Work to complete
Please format the entries below as a Markdown table with two columns, Row and Line, numbering each line in order and leaving out any blank lines.

Exercise input
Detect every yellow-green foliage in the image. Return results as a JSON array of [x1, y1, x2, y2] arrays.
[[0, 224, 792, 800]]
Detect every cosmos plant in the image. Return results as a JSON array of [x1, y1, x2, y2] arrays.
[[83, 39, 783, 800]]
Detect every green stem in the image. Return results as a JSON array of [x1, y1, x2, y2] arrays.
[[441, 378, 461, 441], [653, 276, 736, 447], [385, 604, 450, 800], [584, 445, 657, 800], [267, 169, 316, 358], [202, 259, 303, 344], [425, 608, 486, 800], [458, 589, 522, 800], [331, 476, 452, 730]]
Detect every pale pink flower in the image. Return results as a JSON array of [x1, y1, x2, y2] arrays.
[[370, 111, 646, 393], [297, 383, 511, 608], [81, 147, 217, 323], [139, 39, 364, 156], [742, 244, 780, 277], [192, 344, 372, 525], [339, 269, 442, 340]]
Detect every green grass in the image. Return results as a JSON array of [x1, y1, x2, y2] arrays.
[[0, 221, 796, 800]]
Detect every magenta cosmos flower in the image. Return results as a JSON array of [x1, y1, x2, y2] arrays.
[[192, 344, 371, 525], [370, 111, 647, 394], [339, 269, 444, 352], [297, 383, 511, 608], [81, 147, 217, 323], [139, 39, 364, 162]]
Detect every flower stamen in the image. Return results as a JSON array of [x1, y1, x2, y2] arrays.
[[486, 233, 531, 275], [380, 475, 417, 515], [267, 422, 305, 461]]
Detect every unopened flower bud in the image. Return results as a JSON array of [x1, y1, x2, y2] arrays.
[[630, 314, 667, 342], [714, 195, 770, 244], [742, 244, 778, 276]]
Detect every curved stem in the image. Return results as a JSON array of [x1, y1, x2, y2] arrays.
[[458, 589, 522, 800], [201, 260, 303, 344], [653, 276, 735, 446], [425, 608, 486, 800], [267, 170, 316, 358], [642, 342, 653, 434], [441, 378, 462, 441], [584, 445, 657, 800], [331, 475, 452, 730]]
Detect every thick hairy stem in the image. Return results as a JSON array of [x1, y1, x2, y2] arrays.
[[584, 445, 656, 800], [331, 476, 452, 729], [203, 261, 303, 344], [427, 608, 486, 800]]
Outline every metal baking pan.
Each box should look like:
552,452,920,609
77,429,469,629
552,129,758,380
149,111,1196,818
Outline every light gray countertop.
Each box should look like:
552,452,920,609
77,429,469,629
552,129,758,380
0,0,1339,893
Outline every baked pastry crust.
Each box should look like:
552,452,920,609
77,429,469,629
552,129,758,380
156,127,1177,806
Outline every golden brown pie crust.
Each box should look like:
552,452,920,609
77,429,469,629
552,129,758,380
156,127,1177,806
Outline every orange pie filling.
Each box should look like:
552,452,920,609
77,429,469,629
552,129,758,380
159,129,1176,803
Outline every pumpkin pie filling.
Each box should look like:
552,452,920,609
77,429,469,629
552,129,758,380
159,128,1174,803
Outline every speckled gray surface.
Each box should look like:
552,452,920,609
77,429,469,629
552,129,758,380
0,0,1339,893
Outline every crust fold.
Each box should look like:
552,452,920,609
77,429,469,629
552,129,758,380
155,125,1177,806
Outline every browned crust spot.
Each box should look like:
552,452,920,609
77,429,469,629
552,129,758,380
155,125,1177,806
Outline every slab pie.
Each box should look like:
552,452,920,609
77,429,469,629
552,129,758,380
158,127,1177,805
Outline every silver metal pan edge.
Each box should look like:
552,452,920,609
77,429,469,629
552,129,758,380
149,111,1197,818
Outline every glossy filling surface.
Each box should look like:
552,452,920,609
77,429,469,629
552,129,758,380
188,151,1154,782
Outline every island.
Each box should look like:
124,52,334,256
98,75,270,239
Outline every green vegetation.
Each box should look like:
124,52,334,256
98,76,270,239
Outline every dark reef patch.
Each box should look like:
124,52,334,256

Reply to the exercise
| Row | Line |
|---|---|
| 1 | Detect every yellow-green foliage in the image. Return results as a JSON array of [x1, y1, x2, y2] arrays. |
| 2 | [[0, 224, 792, 800]] |
| 3 | Detect every cosmos plant in the image. Return results as a JSON array of [x1, y1, x2, y2] arrays. |
| 4 | [[83, 39, 783, 800]] |
| 5 | Detect every green stem in the image. Return results as a JSON array of [x1, y1, x2, y2] arrays. |
| 6 | [[441, 378, 461, 441], [653, 276, 736, 447], [385, 604, 450, 800], [584, 445, 657, 800], [267, 169, 316, 358], [202, 259, 303, 344], [425, 608, 486, 800], [458, 589, 522, 800], [331, 476, 452, 730]] |
| 7 | Detect every pale pink flower in the image. Return results as a JSON array of [x1, y1, x2, y2] arrays. |
| 8 | [[370, 111, 646, 393], [297, 383, 511, 608], [81, 147, 217, 323], [139, 39, 364, 156], [742, 244, 780, 277], [192, 344, 372, 525], [339, 269, 442, 340]] |
| 9 | Detect every green grass in the image. Return results as a JSON array of [x1, y1, x2, y2] arrays. |
| 10 | [[0, 221, 796, 800]] |
| 11 | Detect every magenta cosmos flower in the image. Return results as a JSON array of [x1, y1, x2, y2] arrays. |
| 12 | [[192, 344, 371, 525], [370, 111, 647, 394], [339, 269, 444, 352], [297, 383, 511, 608], [81, 147, 217, 323], [139, 39, 364, 162]] |
| 13 | Detect every flower stamen in the image. Return results as a JSON array of [x1, y1, x2, y2] arrays. |
| 14 | [[486, 233, 531, 275], [380, 475, 417, 515], [267, 422, 305, 461]] |
| 15 | Detect every unopened flower bud in the image. Return results as a JSON array of [x1, y1, x2, y2] arrays. |
| 16 | [[630, 314, 667, 342], [714, 195, 770, 244], [742, 244, 778, 276]] |
| 17 | Detect every curved stem in the image. Return results as a JSON array of [x1, y1, x2, y2] arrays. |
| 18 | [[458, 589, 522, 800], [201, 260, 303, 344], [653, 276, 735, 446], [425, 608, 486, 800], [267, 170, 316, 358], [642, 342, 653, 434], [441, 378, 462, 441], [584, 445, 657, 800], [331, 475, 452, 730]] |
| 19 | Detect every thick hairy stem in the image. Return results as a JSON array of [x1, y1, x2, y2] arrays. |
| 20 | [[584, 445, 656, 800], [331, 476, 452, 729], [203, 261, 303, 344], [427, 608, 486, 800]] |
| 21 | Outline every metal baking pan. |
| 22 | Each box should look like: |
| 23 | 552,452,920,609 |
| 24 | 77,429,469,629 |
| 25 | 552,129,758,380 |
| 26 | 149,111,1196,818 |
| 27 | Outline every light gray countertop. |
| 28 | Each box should look like: |
| 29 | 552,452,920,609 |
| 30 | 77,429,469,629 |
| 31 | 552,129,758,380 |
| 32 | 0,0,1339,893 |
| 33 | Outline every baked pastry crust. |
| 34 | Each box should look like: |
| 35 | 552,452,920,609 |
| 36 | 77,429,469,629 |
| 37 | 552,129,758,380 |
| 38 | 156,127,1177,806 |
| 39 | Outline every golden brown pie crust. |
| 40 | Each box should look like: |
| 41 | 552,452,920,609 |
| 42 | 77,429,469,629 |
| 43 | 552,129,758,380 |
| 44 | 156,127,1177,806 |
| 45 | Outline every orange pie filling. |
| 46 | Each box should look like: |
| 47 | 552,452,920,609 |
| 48 | 77,429,469,629 |
| 49 | 552,129,758,380 |
| 50 | 159,129,1176,803 |
| 51 | Outline every pumpkin pie filling. |
| 52 | Each box should look like: |
| 53 | 552,452,920,609 |
| 54 | 77,429,469,629 |
| 55 | 552,129,758,380 |
| 56 | 159,128,1174,803 |
| 57 | Outline every speckled gray surface. |
| 58 | Each box should look like: |
| 59 | 552,452,920,609 |
| 60 | 77,429,469,629 |
| 61 | 552,129,758,380 |
| 62 | 0,0,1339,893 |
| 63 | Outline every crust fold. |
| 64 | Each box should look like: |
| 65 | 552,452,920,609 |
| 66 | 77,429,469,629 |
| 67 | 552,129,758,380 |
| 68 | 155,125,1177,806 |
| 69 | Outline every browned crust spot. |
| 70 | Each box should look like: |
| 71 | 552,452,920,609 |
| 72 | 77,429,469,629 |
| 73 | 552,129,758,380 |
| 74 | 155,125,1177,806 |
| 75 | Outline every slab pie. |
| 76 | Each box should look like: |
| 77 | 552,452,920,609 |
| 78 | 77,429,469,629 |
| 79 | 552,129,758,380 |
| 80 | 158,127,1177,805 |
| 81 | Outline every silver metal pan edge. |
| 82 | Each box should look like: |
| 83 | 552,452,920,609 |
| 84 | 77,429,469,629 |
| 85 | 552,129,758,380 |
| 86 | 149,111,1197,818 |
| 87 | Outline every glossy filling surface. |
| 88 | Each box should look like: |
| 89 | 552,452,920,609 |
| 90 | 77,429,469,629 |
| 91 | 552,129,758,380 |
| 92 | 188,151,1154,782 |
| 93 | Outline every island. |
| 94 | Each box should look like: |
| 95 | 124,52,334,256 |
| 96 | 98,75,270,239 |
| 97 | Outline every green vegetation. |
| 98 | Each box should look like: |
| 99 | 124,52,334,256 |
| 100 | 98,76,270,239 |
| 101 | Outline every dark reef patch. |
| 102 | Each box should look like: |
| 103 | 124,52,334,256 |